### [Extracted items]

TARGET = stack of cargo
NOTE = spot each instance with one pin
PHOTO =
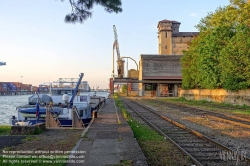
(26, 87)
(3, 86)
(34, 88)
(43, 89)
(11, 87)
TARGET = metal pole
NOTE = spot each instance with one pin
(113, 87)
(113, 65)
(127, 87)
(21, 85)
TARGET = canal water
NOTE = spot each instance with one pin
(8, 104)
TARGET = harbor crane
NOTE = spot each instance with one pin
(2, 63)
(120, 62)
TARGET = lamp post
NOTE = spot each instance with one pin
(21, 85)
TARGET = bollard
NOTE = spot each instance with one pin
(94, 114)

### [PROBLEM REQUIREMENTS]
Rewrite all the items above, substituting "mark" for every "spot" and changing nothing else. Omit the picture.

### [TASK ANSWER]
TARGET = stack of cargo
NOTE = mark each instance with one pin
PHOTO =
(26, 87)
(3, 86)
(34, 88)
(43, 89)
(11, 87)
TARGET = metal pole
NOTE = mark each instance with one pin
(113, 87)
(113, 65)
(127, 87)
(21, 85)
TARGET = canal water
NOTE = mark each instance with one pin
(8, 104)
TARGET = harbor crane
NOTE = mark each instance with one pin
(2, 63)
(120, 62)
TARGET = lamp post
NOTE = mark each instance with one pin
(21, 85)
TARGET = bollard
NOTE = mark each instance with one pin
(94, 114)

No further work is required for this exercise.